## Exercise instructions
Write out exactly, please, the lines from the one containing "Could you spot the dog's closed" to the end of the material.

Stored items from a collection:
• • • • • • •

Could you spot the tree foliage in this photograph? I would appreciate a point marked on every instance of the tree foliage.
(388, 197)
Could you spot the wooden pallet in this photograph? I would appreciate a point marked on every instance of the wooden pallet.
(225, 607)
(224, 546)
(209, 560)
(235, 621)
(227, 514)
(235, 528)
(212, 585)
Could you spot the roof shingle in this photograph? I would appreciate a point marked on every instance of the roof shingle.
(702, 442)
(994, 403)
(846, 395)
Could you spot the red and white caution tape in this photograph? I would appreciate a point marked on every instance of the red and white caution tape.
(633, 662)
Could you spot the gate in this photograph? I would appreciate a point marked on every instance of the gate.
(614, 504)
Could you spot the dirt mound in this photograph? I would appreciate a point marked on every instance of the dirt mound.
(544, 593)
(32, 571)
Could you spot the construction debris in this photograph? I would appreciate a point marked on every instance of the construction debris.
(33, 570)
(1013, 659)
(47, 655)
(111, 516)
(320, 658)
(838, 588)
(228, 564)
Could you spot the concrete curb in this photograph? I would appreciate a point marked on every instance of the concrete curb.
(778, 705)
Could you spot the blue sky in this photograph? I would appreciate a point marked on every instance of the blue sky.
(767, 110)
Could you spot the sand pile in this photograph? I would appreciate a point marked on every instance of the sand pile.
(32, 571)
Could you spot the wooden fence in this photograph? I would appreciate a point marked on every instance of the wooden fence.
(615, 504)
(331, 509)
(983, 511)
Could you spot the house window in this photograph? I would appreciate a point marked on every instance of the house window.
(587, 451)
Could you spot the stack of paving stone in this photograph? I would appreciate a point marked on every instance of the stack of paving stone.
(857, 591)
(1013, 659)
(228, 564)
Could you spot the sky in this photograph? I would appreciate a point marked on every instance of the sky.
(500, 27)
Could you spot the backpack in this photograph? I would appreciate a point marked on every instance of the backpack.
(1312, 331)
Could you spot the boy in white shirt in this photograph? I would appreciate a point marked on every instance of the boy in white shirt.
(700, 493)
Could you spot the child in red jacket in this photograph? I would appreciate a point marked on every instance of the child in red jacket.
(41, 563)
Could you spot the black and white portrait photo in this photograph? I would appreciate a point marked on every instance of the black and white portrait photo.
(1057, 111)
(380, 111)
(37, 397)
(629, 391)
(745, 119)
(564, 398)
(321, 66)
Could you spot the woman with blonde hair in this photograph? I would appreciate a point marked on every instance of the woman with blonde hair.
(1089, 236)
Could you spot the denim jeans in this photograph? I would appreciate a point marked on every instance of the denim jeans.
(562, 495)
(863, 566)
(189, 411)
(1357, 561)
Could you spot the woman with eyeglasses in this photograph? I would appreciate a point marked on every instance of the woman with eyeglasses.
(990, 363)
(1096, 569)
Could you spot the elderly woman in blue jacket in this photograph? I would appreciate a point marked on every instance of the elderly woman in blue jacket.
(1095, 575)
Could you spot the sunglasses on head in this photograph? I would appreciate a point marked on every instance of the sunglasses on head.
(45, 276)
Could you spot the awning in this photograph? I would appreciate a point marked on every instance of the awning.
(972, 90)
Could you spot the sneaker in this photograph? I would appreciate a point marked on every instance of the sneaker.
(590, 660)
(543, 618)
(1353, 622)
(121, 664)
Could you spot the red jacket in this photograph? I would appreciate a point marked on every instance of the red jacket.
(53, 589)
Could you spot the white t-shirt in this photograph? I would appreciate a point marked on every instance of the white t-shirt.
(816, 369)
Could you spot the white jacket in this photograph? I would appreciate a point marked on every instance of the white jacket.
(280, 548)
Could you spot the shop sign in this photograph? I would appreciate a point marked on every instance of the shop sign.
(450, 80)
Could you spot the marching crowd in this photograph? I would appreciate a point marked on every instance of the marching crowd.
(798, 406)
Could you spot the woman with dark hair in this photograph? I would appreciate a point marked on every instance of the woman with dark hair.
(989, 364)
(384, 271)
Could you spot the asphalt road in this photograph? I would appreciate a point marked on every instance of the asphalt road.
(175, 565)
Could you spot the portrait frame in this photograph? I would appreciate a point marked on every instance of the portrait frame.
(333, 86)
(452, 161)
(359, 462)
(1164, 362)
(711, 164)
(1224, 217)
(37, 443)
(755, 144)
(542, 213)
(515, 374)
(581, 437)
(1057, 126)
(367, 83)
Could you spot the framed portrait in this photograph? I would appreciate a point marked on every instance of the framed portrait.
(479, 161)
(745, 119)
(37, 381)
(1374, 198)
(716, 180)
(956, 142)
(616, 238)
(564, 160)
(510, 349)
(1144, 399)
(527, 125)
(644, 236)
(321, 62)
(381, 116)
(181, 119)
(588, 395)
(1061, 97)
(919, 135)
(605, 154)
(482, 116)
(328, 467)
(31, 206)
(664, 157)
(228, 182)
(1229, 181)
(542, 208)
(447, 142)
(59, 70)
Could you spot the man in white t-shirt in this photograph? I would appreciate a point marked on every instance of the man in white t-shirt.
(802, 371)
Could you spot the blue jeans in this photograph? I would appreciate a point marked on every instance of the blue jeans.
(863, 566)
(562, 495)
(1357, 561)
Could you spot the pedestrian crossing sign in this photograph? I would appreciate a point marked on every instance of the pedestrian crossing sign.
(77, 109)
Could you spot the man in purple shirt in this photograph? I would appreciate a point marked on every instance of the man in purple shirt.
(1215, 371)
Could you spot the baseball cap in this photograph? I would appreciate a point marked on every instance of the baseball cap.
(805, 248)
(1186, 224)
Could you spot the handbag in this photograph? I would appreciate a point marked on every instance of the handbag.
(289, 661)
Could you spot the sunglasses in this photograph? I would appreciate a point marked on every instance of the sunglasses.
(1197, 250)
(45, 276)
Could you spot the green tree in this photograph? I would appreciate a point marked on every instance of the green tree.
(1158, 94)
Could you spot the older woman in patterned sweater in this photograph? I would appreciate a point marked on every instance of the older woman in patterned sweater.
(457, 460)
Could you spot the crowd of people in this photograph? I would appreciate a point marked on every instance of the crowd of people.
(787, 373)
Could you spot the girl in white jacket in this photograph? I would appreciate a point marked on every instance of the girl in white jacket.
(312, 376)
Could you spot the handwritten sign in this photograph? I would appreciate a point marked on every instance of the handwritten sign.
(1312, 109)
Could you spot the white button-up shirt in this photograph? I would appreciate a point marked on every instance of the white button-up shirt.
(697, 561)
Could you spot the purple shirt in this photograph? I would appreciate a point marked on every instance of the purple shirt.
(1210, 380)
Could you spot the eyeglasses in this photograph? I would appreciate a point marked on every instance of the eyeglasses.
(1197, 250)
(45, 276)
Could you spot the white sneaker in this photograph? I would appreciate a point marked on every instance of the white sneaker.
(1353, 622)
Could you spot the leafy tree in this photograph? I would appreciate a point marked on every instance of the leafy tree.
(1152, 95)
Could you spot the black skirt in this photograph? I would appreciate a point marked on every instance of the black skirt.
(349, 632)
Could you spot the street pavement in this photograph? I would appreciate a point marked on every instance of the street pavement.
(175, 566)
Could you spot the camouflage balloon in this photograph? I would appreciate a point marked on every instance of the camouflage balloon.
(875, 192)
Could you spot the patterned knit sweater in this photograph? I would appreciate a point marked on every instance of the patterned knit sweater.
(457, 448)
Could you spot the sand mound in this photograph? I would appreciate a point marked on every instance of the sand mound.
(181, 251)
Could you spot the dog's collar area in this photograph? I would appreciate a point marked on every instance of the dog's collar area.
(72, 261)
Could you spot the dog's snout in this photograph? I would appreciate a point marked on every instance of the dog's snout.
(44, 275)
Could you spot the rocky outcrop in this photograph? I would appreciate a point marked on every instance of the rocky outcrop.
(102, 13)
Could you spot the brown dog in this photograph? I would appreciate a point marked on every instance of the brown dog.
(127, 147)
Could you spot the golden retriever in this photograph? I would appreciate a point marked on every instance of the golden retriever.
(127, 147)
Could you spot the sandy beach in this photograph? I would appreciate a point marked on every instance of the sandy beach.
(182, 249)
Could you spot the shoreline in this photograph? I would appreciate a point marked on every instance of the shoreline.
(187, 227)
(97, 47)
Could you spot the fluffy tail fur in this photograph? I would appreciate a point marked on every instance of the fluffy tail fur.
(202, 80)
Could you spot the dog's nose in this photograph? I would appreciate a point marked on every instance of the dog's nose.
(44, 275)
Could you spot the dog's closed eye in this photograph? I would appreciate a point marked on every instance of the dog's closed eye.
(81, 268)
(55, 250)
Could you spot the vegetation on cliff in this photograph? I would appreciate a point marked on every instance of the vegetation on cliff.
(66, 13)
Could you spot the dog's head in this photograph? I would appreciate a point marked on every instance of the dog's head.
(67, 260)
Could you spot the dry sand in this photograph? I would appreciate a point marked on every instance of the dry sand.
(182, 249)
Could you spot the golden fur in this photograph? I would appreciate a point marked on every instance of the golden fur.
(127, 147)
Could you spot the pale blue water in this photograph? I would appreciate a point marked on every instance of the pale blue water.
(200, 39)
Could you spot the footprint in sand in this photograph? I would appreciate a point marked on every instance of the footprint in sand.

• • • • • • •

## Solution for this exercise
Could you spot the dog's closed eye in this photograph? I would appreciate a point marked on every instance of the dog's closed eye.
(81, 268)
(55, 250)
Could you spot the vegetation on cliff in this photograph? I would appreciate a point marked on every instance of the vegetation on cliff.
(66, 13)
Could you spot the dog's head in this photograph? I would appreciate a point marked on every instance of the dog's head.
(67, 260)
Could you spot the dry sand in this photograph? I would appreciate a point marked on every instance of the dry sand.
(182, 249)
Could you spot the golden fur in this photograph? I would appreciate a point marked on every instance of the golden fur.
(127, 147)
Could you spot the pale blue water in this photograph? I would appreciate a point marked on every instance of the pale blue water.
(200, 39)
Could you spot the footprint in sand in this photograph? I would appreciate a point marked on every instance of the footprint in sand.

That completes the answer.